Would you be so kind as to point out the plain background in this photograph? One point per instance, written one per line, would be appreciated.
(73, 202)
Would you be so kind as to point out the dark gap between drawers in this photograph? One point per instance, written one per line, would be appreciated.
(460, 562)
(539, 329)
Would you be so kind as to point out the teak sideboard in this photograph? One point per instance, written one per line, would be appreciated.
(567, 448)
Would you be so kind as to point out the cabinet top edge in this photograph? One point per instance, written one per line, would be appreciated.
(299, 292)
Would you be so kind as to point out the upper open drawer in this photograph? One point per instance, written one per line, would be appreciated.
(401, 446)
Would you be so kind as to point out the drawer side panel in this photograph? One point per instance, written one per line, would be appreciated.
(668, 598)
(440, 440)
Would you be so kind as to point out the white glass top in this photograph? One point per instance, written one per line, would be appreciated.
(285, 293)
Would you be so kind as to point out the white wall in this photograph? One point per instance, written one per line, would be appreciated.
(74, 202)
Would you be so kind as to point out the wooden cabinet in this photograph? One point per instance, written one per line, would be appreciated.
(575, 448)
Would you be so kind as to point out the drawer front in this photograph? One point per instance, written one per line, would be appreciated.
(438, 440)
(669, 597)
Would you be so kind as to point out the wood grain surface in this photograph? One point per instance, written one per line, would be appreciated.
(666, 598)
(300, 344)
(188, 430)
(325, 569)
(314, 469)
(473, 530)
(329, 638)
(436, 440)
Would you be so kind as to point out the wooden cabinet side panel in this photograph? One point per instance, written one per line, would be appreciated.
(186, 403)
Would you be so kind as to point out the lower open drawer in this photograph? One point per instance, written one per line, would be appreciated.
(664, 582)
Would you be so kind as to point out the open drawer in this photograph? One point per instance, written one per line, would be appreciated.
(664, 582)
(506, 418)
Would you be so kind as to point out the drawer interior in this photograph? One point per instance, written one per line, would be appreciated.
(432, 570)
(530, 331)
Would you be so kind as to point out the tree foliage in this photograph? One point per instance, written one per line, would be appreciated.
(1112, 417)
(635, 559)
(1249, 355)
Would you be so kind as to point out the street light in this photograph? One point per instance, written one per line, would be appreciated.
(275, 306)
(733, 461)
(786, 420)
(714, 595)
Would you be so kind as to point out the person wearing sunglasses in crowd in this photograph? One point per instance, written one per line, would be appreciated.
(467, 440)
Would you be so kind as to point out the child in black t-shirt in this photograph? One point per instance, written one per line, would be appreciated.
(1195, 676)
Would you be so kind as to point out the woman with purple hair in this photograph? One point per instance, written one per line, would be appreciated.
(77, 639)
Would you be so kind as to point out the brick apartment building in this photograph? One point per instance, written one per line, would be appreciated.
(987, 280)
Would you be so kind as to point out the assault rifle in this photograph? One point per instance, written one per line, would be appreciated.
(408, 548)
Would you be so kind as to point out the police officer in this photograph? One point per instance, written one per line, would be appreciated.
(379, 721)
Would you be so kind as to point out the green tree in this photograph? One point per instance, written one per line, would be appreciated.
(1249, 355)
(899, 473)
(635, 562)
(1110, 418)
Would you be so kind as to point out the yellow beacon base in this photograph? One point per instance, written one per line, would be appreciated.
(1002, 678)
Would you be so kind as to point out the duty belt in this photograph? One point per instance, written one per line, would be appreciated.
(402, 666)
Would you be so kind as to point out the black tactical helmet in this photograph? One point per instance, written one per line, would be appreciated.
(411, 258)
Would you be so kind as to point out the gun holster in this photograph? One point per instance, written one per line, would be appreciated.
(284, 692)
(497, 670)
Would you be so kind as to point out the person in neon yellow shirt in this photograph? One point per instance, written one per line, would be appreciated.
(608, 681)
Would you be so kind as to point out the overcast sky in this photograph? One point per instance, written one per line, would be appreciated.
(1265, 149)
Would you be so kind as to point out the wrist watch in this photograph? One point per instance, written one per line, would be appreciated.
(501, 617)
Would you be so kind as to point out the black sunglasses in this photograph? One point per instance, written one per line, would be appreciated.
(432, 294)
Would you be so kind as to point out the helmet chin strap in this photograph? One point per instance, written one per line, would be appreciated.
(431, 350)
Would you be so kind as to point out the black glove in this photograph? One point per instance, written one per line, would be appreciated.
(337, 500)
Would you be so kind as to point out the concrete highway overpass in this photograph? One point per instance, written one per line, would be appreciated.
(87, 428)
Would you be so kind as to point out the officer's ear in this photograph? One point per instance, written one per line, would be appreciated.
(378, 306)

::::::::

■ Set task:
Format the entries as a numbered list, starting with the line containing "Would you be so kind as to point out the green" and going on through the last line of the entries, with blank lines omitted.

■ Completed exercise:
1. Would you be so kind as to point out the green tree in this photograph? One point per instance, written one per line, would be appreciated.
2. (1249, 355)
3. (899, 473)
4. (635, 562)
5. (1110, 418)
6. Would you be so kind as to point out the yellow beacon base in this photograph? One point per instance, written one per line, would be appreciated.
7. (1002, 678)
8. Would you be so kind as to point out the duty belt in this photograph? One point per instance, written one per line, would be appreciated.
9. (402, 666)
10. Would you be so kind as to point out the black tactical helmet in this photograph? One point per instance, written one per line, would be appreciated.
11. (411, 258)
12. Would you be so kind as to point out the gun holster in this photograph? One point per instance, written one per line, would be appreciated.
13. (284, 692)
14. (497, 670)
15. Would you be so kind as to point out the person in neon yellow shirt in this photograph? One point per instance, written one per line, would be appreciated.
16. (608, 681)
17. Would you be so kind as to point out the overcast sky in this photograph? One point per instance, written one per line, would be appreciated.
18. (1265, 149)
19. Would you be so kind as to point out the wrist watch in this photograph? One point per instance, written one per line, would be appreciated.
20. (501, 617)
21. Would you be so kind as to point out the black sunglasses in this photograph? One point per instance, written one per line, would be appreciated.
22. (432, 294)
23. Would you be so kind as to point out the helmet chin strap in this photograph? One point per instance, written one per line, would be appreciated.
24. (431, 350)
25. Would you be so kind as to point out the black glove in this photograph? One point per instance, written one per line, would be appreciated.
26. (337, 500)
27. Would you be so kind as to point out the concrete highway overpass in this photograph? One point per instance, written one per line, would be appreciated.
28. (87, 428)
29. Would you be so kind as to point out the officer's ear in this photograph? One point per instance, written one per line, would be appreciated.
30. (378, 306)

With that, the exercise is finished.